Return all lines of the records that contain the word "target".

+-------+

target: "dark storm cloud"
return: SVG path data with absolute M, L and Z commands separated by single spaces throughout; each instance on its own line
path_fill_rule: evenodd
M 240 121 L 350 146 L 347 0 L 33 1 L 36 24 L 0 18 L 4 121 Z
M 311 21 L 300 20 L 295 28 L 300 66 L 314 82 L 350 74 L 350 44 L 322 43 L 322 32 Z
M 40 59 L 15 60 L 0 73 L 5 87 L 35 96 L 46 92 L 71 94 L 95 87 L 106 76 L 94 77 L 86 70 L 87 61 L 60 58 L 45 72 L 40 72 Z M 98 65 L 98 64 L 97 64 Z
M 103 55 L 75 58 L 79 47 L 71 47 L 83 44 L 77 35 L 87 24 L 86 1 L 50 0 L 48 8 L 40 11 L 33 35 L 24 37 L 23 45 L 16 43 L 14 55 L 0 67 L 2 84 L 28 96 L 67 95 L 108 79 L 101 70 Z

+-------+

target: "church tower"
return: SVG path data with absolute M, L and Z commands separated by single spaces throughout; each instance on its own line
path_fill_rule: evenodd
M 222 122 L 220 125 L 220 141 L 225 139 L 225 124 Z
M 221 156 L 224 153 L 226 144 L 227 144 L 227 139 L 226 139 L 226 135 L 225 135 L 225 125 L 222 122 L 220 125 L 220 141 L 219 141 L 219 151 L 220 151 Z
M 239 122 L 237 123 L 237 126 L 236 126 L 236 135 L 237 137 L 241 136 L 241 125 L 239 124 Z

+-------+

§ **Written answer**
target: "dark storm cloud"
target: "church tower"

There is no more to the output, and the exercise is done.